__YOUR GOAL__:
The lines below are to be quoted exactly, from the first through the one that contains "Target: stone floor".
RECORDS SUPPLIED section start
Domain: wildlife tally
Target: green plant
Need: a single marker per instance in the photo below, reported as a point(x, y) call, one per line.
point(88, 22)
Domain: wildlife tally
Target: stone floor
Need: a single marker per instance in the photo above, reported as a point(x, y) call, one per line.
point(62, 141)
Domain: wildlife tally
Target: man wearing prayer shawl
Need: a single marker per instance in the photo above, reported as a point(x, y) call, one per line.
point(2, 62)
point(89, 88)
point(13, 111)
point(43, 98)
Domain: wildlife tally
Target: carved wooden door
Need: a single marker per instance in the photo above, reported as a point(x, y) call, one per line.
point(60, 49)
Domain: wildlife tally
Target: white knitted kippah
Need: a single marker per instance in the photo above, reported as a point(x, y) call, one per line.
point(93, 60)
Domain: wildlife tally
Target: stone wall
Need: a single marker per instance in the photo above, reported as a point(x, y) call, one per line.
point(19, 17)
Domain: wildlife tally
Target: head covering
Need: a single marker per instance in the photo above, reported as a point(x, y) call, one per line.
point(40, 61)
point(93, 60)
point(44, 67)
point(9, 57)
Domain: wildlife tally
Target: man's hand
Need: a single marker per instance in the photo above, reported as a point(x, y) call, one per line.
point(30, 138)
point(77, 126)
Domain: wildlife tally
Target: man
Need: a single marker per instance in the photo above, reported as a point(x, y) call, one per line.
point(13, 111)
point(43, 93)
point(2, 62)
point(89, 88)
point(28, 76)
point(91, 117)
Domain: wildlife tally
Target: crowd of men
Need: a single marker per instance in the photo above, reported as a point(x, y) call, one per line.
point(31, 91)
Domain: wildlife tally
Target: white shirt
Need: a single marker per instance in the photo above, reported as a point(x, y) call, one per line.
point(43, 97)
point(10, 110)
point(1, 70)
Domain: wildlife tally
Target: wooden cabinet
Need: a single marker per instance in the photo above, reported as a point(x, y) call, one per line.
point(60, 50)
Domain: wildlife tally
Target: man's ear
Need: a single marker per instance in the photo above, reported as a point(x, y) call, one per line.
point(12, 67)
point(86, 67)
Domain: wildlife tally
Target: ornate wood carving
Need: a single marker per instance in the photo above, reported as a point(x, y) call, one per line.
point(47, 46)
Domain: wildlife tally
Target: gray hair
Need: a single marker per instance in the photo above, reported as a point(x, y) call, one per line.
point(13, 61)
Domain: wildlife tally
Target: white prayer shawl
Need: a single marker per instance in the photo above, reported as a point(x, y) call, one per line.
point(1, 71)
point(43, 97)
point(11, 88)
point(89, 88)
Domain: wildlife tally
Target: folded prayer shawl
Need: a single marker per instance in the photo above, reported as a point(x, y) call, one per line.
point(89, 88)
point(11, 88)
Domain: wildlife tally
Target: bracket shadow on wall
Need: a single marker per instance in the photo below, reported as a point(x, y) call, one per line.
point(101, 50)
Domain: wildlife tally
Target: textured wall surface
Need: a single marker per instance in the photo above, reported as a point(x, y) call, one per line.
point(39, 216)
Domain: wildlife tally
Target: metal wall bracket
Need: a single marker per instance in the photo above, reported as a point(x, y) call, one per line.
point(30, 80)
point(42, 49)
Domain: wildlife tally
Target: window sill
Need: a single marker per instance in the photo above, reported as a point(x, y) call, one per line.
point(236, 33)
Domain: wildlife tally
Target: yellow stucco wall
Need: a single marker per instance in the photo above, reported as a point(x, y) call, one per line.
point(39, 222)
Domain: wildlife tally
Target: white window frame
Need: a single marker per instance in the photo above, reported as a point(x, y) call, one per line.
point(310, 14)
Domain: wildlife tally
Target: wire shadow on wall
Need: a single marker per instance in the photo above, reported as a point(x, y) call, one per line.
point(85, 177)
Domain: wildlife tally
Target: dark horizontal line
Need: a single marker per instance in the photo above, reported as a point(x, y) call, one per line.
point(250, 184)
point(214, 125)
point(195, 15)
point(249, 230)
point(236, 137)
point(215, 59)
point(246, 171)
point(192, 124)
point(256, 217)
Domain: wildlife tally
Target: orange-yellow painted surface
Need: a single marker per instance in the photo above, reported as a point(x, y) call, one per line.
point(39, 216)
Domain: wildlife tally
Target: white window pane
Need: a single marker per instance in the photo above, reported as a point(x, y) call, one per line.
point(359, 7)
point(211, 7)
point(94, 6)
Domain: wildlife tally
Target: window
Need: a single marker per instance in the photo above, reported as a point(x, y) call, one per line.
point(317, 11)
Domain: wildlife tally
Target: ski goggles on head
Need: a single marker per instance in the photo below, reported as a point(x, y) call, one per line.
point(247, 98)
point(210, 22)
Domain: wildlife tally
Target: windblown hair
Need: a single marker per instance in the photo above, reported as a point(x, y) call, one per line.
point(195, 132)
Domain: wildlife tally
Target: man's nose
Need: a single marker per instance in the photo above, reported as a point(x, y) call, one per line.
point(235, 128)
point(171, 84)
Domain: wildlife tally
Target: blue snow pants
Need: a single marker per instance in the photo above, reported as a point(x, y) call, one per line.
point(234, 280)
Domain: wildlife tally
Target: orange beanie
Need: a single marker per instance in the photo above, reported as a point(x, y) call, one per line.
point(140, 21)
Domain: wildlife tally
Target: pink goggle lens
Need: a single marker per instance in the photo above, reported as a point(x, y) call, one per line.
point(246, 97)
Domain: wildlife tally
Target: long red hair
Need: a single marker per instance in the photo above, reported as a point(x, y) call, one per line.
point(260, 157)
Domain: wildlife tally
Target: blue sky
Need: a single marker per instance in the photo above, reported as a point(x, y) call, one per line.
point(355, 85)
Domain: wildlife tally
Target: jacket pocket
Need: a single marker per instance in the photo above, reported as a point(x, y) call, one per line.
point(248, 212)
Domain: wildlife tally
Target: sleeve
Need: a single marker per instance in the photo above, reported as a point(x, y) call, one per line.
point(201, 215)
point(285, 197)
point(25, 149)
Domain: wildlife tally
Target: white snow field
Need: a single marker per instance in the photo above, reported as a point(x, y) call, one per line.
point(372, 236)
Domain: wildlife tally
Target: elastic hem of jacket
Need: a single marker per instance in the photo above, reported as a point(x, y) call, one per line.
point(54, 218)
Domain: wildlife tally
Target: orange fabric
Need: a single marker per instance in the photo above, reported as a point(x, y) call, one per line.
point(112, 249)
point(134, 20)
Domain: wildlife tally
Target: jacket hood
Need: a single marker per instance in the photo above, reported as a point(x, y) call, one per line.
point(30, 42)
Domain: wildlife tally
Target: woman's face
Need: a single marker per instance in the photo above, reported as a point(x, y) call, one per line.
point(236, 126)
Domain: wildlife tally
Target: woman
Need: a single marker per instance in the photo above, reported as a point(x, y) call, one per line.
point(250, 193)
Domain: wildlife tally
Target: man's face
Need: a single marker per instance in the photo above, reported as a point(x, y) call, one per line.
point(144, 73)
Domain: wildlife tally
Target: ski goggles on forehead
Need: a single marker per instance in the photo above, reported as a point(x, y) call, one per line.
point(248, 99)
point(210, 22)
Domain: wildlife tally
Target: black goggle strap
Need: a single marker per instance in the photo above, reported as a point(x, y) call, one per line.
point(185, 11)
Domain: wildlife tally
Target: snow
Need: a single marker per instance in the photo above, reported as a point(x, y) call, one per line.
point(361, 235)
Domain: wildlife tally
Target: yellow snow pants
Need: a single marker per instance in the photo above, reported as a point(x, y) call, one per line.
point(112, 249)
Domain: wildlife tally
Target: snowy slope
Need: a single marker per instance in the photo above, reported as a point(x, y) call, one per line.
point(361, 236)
RECORDS SUPPLIED section end
__REPLY__:
Domain: wildlife tally
Target: green plant
Need: a single marker per instance in the photo below, reported as a point(x, y) call, one per line.
point(88, 22)
Domain: wildlife tally
Target: stone floor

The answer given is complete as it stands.